STATED EXERCISE.
Collect every line in the material below that contains the word "jacket", and copy each one. Case counts.

EXTRACTED DATA.
======
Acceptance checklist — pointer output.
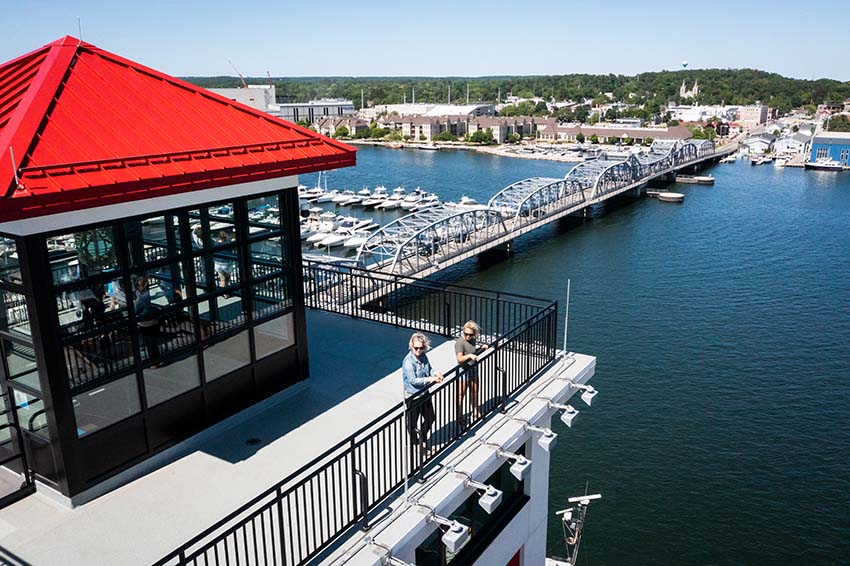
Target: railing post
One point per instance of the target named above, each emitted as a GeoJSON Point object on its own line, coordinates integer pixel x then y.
{"type": "Point", "coordinates": [504, 382]}
{"type": "Point", "coordinates": [364, 499]}
{"type": "Point", "coordinates": [527, 351]}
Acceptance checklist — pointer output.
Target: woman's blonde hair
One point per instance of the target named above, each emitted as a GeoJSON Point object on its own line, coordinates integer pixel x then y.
{"type": "Point", "coordinates": [419, 337]}
{"type": "Point", "coordinates": [471, 324]}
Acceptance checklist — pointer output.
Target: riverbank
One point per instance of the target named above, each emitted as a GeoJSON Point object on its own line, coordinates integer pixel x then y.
{"type": "Point", "coordinates": [540, 152]}
{"type": "Point", "coordinates": [523, 151]}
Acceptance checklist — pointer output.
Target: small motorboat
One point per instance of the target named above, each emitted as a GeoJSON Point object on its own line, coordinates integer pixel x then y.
{"type": "Point", "coordinates": [671, 197]}
{"type": "Point", "coordinates": [327, 196]}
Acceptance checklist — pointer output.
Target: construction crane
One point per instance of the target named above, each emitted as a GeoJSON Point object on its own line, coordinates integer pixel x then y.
{"type": "Point", "coordinates": [241, 78]}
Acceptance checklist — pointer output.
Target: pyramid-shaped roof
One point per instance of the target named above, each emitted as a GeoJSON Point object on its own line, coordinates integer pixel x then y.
{"type": "Point", "coordinates": [81, 127]}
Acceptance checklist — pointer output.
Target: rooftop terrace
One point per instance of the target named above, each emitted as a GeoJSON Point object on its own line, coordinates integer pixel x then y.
{"type": "Point", "coordinates": [355, 377]}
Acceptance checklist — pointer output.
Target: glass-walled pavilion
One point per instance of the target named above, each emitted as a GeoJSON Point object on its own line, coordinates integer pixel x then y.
{"type": "Point", "coordinates": [122, 337]}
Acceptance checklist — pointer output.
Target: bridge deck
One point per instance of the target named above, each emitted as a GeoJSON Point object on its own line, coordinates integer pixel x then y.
{"type": "Point", "coordinates": [421, 244]}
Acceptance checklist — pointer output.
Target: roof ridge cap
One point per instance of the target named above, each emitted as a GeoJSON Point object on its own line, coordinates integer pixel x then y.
{"type": "Point", "coordinates": [21, 128]}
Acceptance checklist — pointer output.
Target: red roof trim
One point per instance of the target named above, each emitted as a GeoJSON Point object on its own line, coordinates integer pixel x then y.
{"type": "Point", "coordinates": [142, 189]}
{"type": "Point", "coordinates": [63, 113]}
{"type": "Point", "coordinates": [23, 125]}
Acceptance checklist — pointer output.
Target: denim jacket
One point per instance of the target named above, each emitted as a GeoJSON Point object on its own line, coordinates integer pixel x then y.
{"type": "Point", "coordinates": [415, 374]}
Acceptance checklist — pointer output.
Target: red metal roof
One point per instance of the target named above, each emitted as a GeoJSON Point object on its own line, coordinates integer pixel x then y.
{"type": "Point", "coordinates": [88, 128]}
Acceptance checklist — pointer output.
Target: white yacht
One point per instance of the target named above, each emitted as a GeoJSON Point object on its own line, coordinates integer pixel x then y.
{"type": "Point", "coordinates": [327, 196]}
{"type": "Point", "coordinates": [412, 199]}
{"type": "Point", "coordinates": [353, 223]}
{"type": "Point", "coordinates": [394, 200]}
{"type": "Point", "coordinates": [429, 201]}
{"type": "Point", "coordinates": [357, 239]}
{"type": "Point", "coordinates": [378, 196]}
{"type": "Point", "coordinates": [327, 224]}
{"type": "Point", "coordinates": [342, 196]}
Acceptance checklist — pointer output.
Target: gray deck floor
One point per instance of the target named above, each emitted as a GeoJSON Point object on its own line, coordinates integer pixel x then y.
{"type": "Point", "coordinates": [354, 365]}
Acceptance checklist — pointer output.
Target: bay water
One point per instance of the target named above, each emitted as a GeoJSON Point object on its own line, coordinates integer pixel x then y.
{"type": "Point", "coordinates": [721, 433]}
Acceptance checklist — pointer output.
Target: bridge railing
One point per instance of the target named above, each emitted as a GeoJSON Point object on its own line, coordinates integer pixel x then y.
{"type": "Point", "coordinates": [413, 303]}
{"type": "Point", "coordinates": [296, 519]}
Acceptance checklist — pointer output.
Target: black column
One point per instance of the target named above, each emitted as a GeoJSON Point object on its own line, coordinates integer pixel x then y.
{"type": "Point", "coordinates": [59, 410]}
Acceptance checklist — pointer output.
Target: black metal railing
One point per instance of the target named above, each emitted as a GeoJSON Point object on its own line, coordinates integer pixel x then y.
{"type": "Point", "coordinates": [413, 303]}
{"type": "Point", "coordinates": [296, 519]}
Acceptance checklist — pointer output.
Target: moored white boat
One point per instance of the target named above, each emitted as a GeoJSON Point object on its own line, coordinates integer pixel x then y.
{"type": "Point", "coordinates": [824, 164]}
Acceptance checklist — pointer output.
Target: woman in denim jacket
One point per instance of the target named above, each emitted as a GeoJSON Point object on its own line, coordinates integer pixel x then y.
{"type": "Point", "coordinates": [417, 376]}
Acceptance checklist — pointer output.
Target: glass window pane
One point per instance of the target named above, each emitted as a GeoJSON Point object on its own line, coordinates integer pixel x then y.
{"type": "Point", "coordinates": [274, 335]}
{"type": "Point", "coordinates": [267, 256]}
{"type": "Point", "coordinates": [221, 314]}
{"type": "Point", "coordinates": [212, 227]}
{"type": "Point", "coordinates": [10, 270]}
{"type": "Point", "coordinates": [226, 356]}
{"type": "Point", "coordinates": [93, 329]}
{"type": "Point", "coordinates": [21, 363]}
{"type": "Point", "coordinates": [271, 296]}
{"type": "Point", "coordinates": [264, 216]}
{"type": "Point", "coordinates": [152, 239]}
{"type": "Point", "coordinates": [31, 415]}
{"type": "Point", "coordinates": [80, 255]}
{"type": "Point", "coordinates": [105, 405]}
{"type": "Point", "coordinates": [14, 316]}
{"type": "Point", "coordinates": [224, 267]}
{"type": "Point", "coordinates": [174, 376]}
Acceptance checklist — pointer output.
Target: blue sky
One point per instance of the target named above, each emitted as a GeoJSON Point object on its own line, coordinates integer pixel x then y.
{"type": "Point", "coordinates": [439, 38]}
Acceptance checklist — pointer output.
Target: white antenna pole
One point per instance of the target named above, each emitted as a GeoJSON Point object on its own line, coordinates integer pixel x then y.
{"type": "Point", "coordinates": [567, 316]}
{"type": "Point", "coordinates": [14, 167]}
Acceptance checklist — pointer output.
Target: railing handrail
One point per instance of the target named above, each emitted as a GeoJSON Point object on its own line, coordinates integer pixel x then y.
{"type": "Point", "coordinates": [294, 479]}
{"type": "Point", "coordinates": [419, 283]}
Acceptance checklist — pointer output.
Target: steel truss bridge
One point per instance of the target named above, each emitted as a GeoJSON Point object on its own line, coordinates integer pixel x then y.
{"type": "Point", "coordinates": [424, 242]}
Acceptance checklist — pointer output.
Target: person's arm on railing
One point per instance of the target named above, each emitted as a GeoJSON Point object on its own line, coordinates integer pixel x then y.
{"type": "Point", "coordinates": [412, 381]}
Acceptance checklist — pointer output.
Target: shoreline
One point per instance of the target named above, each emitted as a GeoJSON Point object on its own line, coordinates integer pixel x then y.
{"type": "Point", "coordinates": [497, 150]}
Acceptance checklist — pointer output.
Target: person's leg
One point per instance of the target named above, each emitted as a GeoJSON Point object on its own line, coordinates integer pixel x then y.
{"type": "Point", "coordinates": [413, 410]}
{"type": "Point", "coordinates": [428, 419]}
{"type": "Point", "coordinates": [473, 397]}
{"type": "Point", "coordinates": [461, 392]}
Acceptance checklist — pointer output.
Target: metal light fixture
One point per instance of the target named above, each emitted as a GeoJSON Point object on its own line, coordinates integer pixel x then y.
{"type": "Point", "coordinates": [569, 414]}
{"type": "Point", "coordinates": [588, 392]}
{"type": "Point", "coordinates": [490, 496]}
{"type": "Point", "coordinates": [547, 438]}
{"type": "Point", "coordinates": [521, 466]}
{"type": "Point", "coordinates": [388, 557]}
{"type": "Point", "coordinates": [454, 535]}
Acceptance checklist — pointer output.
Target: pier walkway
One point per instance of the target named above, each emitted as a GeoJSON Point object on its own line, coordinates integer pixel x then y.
{"type": "Point", "coordinates": [422, 243]}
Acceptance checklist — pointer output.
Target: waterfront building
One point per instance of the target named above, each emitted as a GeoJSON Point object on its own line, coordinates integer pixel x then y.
{"type": "Point", "coordinates": [692, 93]}
{"type": "Point", "coordinates": [502, 127]}
{"type": "Point", "coordinates": [150, 283]}
{"type": "Point", "coordinates": [261, 97]}
{"type": "Point", "coordinates": [831, 145]}
{"type": "Point", "coordinates": [793, 144]}
{"type": "Point", "coordinates": [313, 110]}
{"type": "Point", "coordinates": [153, 290]}
{"type": "Point", "coordinates": [754, 115]}
{"type": "Point", "coordinates": [759, 143]}
{"type": "Point", "coordinates": [430, 109]}
{"type": "Point", "coordinates": [703, 113]}
{"type": "Point", "coordinates": [328, 126]}
{"type": "Point", "coordinates": [551, 131]}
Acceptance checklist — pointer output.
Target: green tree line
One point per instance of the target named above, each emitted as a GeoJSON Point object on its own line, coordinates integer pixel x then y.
{"type": "Point", "coordinates": [729, 86]}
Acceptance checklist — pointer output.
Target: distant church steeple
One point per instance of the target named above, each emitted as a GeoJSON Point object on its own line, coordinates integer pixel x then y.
{"type": "Point", "coordinates": [685, 93]}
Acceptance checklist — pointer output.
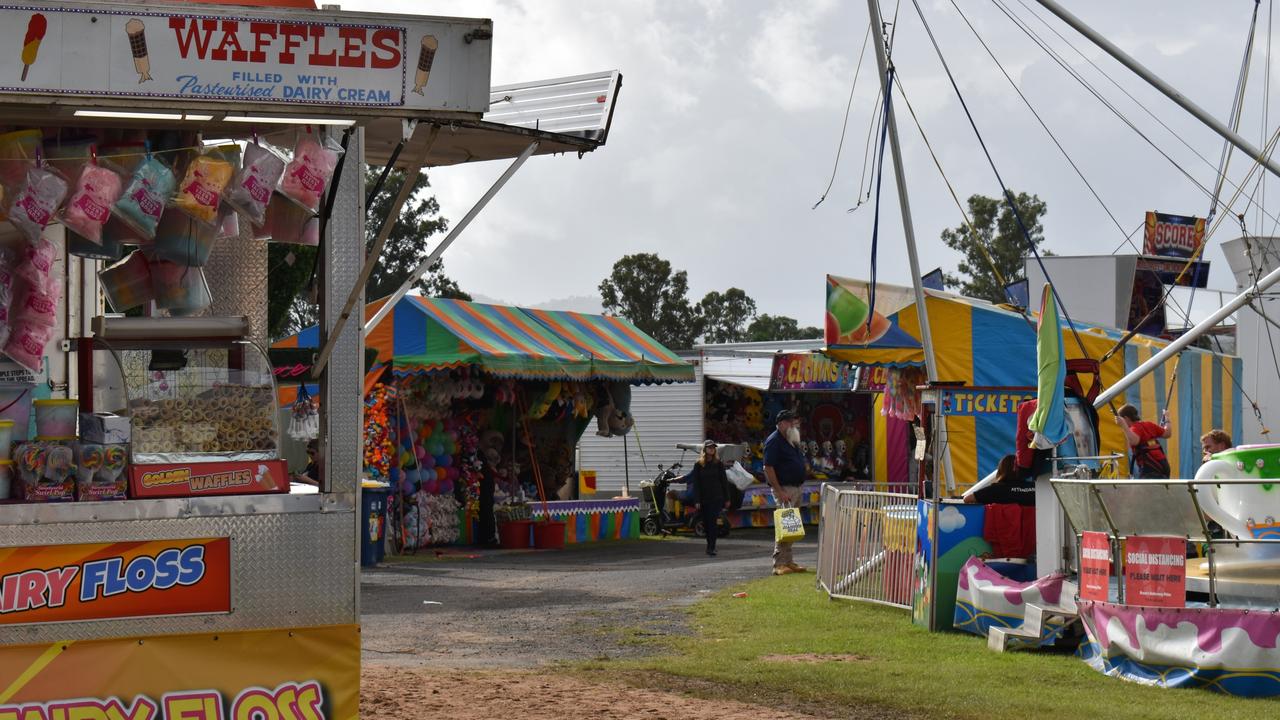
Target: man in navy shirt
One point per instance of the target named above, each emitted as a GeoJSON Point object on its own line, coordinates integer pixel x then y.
{"type": "Point", "coordinates": [785, 470]}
======
RESULT.
Target: denim jacket
Target: woman in denim jacket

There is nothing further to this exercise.